-- Your instructions --
Replace "provide the position" with "give the coordinates" in every one of the entries below, keeping everything else the same.

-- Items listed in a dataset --
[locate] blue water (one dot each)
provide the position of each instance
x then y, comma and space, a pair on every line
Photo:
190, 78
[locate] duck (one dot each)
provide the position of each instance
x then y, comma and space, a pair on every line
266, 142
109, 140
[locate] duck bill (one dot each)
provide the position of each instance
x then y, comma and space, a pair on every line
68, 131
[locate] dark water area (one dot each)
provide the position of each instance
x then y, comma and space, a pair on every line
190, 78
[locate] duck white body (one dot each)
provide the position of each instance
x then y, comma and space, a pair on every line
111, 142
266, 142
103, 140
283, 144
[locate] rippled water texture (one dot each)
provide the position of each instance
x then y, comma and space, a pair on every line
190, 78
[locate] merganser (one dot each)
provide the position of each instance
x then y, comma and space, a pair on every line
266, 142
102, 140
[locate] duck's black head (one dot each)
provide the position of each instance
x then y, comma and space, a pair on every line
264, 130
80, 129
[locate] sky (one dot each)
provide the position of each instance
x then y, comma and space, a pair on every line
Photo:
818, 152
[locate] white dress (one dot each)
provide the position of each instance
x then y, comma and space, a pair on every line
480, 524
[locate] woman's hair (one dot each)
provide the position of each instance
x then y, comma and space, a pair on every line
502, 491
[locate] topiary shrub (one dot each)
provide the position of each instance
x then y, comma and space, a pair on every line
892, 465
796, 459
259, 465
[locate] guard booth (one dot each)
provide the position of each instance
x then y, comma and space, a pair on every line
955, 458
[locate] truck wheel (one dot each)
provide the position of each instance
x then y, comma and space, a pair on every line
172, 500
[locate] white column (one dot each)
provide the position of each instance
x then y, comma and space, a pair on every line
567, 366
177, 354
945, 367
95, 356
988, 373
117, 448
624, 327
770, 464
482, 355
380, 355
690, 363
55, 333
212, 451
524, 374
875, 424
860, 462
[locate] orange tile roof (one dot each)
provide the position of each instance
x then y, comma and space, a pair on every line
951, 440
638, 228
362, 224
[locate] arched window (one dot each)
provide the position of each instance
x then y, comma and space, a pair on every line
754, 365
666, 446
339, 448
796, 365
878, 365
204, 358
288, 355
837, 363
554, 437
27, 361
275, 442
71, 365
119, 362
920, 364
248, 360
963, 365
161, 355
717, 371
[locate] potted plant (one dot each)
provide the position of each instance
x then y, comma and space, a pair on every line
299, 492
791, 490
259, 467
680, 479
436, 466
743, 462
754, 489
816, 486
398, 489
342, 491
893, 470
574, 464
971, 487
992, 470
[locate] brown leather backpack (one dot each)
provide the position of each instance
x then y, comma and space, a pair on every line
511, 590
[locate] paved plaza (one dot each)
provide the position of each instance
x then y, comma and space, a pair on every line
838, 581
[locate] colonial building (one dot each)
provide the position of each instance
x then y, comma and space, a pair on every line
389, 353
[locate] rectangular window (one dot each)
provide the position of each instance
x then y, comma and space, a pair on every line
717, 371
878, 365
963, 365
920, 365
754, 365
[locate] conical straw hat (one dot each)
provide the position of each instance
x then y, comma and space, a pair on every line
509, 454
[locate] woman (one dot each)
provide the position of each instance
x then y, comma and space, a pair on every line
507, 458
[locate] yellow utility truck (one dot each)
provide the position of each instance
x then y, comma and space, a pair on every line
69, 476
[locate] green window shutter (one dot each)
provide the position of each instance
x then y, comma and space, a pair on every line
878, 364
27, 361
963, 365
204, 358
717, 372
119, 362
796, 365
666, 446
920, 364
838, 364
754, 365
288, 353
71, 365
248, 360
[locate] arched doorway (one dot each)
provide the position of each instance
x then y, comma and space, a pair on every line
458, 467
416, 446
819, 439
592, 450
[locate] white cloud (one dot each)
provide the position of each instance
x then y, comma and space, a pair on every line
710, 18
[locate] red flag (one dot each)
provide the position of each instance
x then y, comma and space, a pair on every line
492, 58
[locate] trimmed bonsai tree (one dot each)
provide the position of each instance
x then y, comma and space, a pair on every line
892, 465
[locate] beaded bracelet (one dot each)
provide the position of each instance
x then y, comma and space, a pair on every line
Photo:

-- Solution to the exercise --
[locate] blue water (one dot each)
give the coordinates of each instance
x then y, comma and space, a pair on every line
Photo:
190, 78
[locate] duck (one dot each)
give the coordinates of each instance
x then y, comma and space, a pair on every line
266, 142
109, 140
[locate] duck bill (one dot each)
give the coordinates of each instance
x then y, comma and space, a pair on every line
68, 131
[locate] dark water area (one dot each)
give the coordinates of each instance
x then y, comma and space, a pair on every line
190, 78
[locate] duck white body (one dot each)
give the coordinates of each instance
x then y, comma and space, a pair on every line
111, 142
266, 142
103, 140
283, 144
[locate] rippled water texture (one dot each)
give the coordinates of each instance
x then y, comma and space, a pair on every line
190, 78
[locate] merganser (one dot each)
give the coordinates of each instance
x then y, comma and space, a pair on every line
266, 142
102, 140
[locate] duck's black head (one dot each)
give the coordinates of each instance
x then y, comma and space, a pair on every line
264, 130
80, 129
[locate] sky (one dot each)
give the coordinates of each instance
x then y, comma and space, a pair on every line
Photo:
818, 152
[locate] white dress (one dot each)
give the coordinates of each instance
x then y, comma and space, a pair on every line
480, 524
[locate] woman's hair (one dot each)
give the coordinates of each instance
x then y, comma and space, a pair on every line
502, 491
[locate] topiary shrub (one dot each)
give the coordinates of each instance
x then y, comma and space, a pair on every line
892, 465
796, 459
259, 465
[locate] guard booth (one dot each)
give the coordinates of each instance
x then y, comma and space, a pair on every line
955, 458
[locate] truck wheel (one dot each)
give the coordinates of each instance
x then y, comma and space, a pair on every line
172, 500
[locate] white column (one dot each)
give the coordinates of each instance
x then y, comma and space, a pair on every line
567, 366
177, 354
945, 367
95, 356
988, 373
117, 448
624, 327
770, 464
482, 355
380, 355
690, 363
55, 333
212, 451
524, 374
875, 424
860, 462
[locate] orange tile roof (one dot each)
give the coordinates of each instance
x then y, comma and space, a pair on every line
951, 440
638, 228
362, 224
[locate] arched window (one dot each)
give the coordinates of each instance
x then y, comma and space, a pair on every line
754, 365
666, 446
339, 448
796, 365
878, 365
204, 358
288, 355
837, 363
554, 437
27, 361
275, 442
71, 365
119, 362
920, 364
248, 360
963, 365
161, 355
717, 371
[locate] potted plant (one dot each)
give the coordinates of each instance
x then y, comma and space, a pair on every line
299, 492
791, 490
259, 467
680, 479
436, 466
743, 462
754, 489
816, 486
398, 489
342, 491
893, 470
574, 464
971, 487
992, 470
[locate] brown leather backpack (one dot each)
give the coordinates of each instance
x then y, comma and space, a pair on every line
511, 590
[locate] paved plaza (one dot each)
give the coordinates of each instance
x then y, comma and space, a pair on every line
838, 581
[locate] colonial building (one dot each)
give the coordinates of each instance
x then y, comma and space, a pair on every line
389, 353
[locate] rectangular window (one dot each)
give the coordinates of each instance
x then y, comma and space, a pair on every line
717, 371
878, 365
963, 365
920, 365
754, 365
[locate] conical straw hat (one dot each)
give the coordinates of each instance
x then y, comma and space, a pair on every line
509, 454
[locate] woman (one dot each)
give the coordinates of each instance
x then y, comma and space, a pair on every line
507, 458
[locate] yellow utility truck (one dot each)
give the coordinates of each instance
x then y, comma and space, a pair on every line
69, 476
[locate] green window shutter (one dot each)
give the coordinates of each instance
x then y, comma and space, a pair on every line
878, 364
27, 361
963, 365
204, 358
717, 372
119, 362
796, 365
666, 446
920, 364
838, 364
754, 365
288, 353
71, 365
248, 360
[locate] arched doorway (one dot each)
give the coordinates of each instance
x then y, comma and space, a pair on every line
458, 467
416, 446
819, 439
592, 450
[locate] white cloud (one dot each)
give the coordinates of each instance
x then y, comma and space, a pair on every line
710, 18
[locate] red flag (one dot each)
give the coordinates of each instance
x then y, comma and space, a pair on every line
492, 58
[locate] trimmed bonsai tree (one dot each)
give the coordinates of each instance
x then y, comma and space, a pair on every line
892, 465
[locate] beaded bracelet (one dot each)
give the coordinates of each instance
x then y, comma and space, a pair on every line
Photo:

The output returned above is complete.